■ **Written instruction A**
In the Kobra maneuver text, about how many degrees does the pilot nose down before pulling up into the climb?
■ **Written instruction B**
Summarize the Kobra maneuver text in two sentences.

━━ Supplied text ━━

Wish I had a drawing here...but I'll give it a shot.

Basically you start straight and level, then the pilot noses down a little, say 5 degrees to get a little extra airspeed, then pulls up into a straight ballistic climb, so the nose is pointing directly up. This bleeds off airspeed pretty quickly, the pilot keeps back pressure on the stick so the plane's nose actually points slightly backwards in the direction he was coming from so it winds up the plane is at an angle.

Cheesy attempt at a graph coming up here, but once the pilot is in a Kobra:

Plane lookes like \ in relation to the ground with the nose up while still travelling ---> in the original direction he was flying. Basically the tail is leading the way with the nose pointed slightly in "reverse" and up.

How long he can hold it is pretty much how big his cajones are, a really good pilot can even do it while still travelling in the same direction, nose pointed back a bit and at a low enough speed that he decends a bit while keeping forward motion.

What's the use of such a trick? Well it looks impressive as hell at airshows and the Mikoyan corporation includes that maneuver in it's sales videos so countries like India are impressed enough to buy some. But actually it's a pretty clever combat move, either with guns or more likely with an infared AAM that is hooked up to a helmet sight, he can shoot off center of the plane with that setup and with that move can snapshot a missile at a plane chasing him.

━━━
━━ Collected material ━━

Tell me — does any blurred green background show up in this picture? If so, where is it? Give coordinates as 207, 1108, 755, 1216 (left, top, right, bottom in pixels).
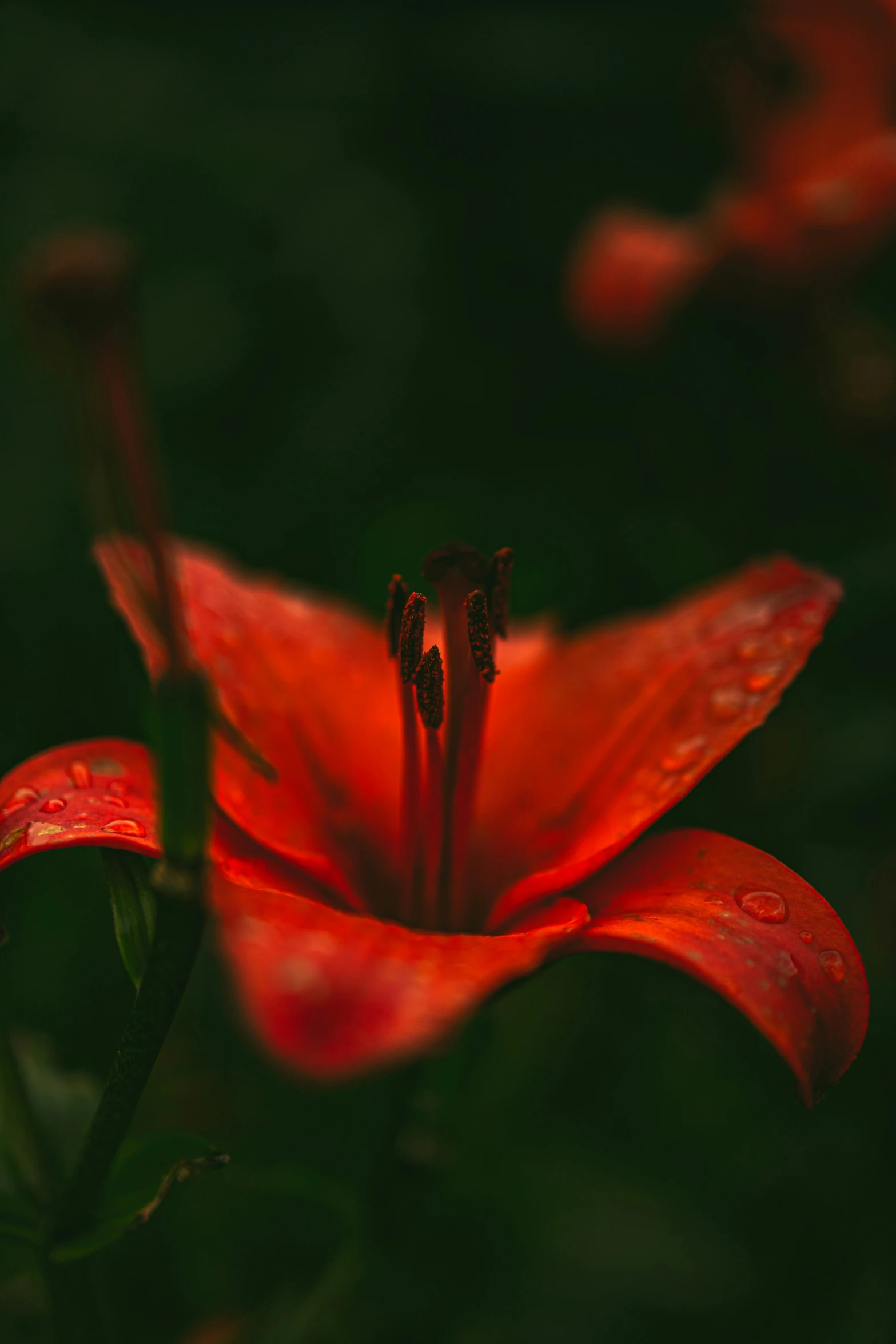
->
0, 0, 896, 1344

━━━

■ **Task result A**
About 5 degrees.

■ **Task result B**
From straight and level flight, the pilot noses down slightly for extra airspeed, then pulls into a straight vertical climb and keeps back pressure on the stick, so the nose points up and slightly backward while the plane keeps traveling in its original direction, tail first. The maneuver impresses airshow crowds and buyers such as India through Mikoyan's sales videos, and it is also a clever combat move that lets the pilot snapshot a pursuing plane with guns or with an infrared missile tied to a helmet sight.